■ Challenge
In the DBSCAN clustering text below, write out the part that begins at the words "While there’s nothing" and stops after "DBSCAN clustering algorithm?", swapping "skillset" for "abilities".

How to Master the Popular DBSCAN Clustering Algorithm for Machine Learning
- DBSCAN clustering is an underrated yet super useful clustering algorithm for unsupervised learning problems
- Learn how DBSCAN clustering works, why you should learn it, and how to implement DBSCAN clustering in Python
Mastering unsupervised learning opens up a broad range of avenues for a data scientist. There is so much scope in the vast expanse of unsupervised learning and yet a lot of beginners in machine learning tend to shy away from it. In fact, I’m sure most newcomers will stick to basic clustering algorithms like K-Means clustering and hierarchical clustering.
While there’s nothing wrong with that approach, it does limit what you can do when faced with clustering projects. And why limit yourself when you can expand your learning, knowledge, and skillset by learning the powerful DBSCAN clustering algorithm?

■ Provided material
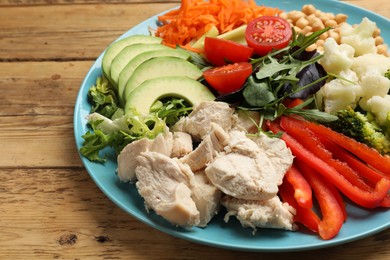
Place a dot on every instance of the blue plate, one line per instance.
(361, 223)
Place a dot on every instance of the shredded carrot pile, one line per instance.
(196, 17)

■ Final result
While there’s nothing wrong with that approach, it does limit what you can do when faced with clustering projects. And why limit yourself when you can expand your learning, knowledge, and abilities by learning the powerful DBSCAN clustering algorithm?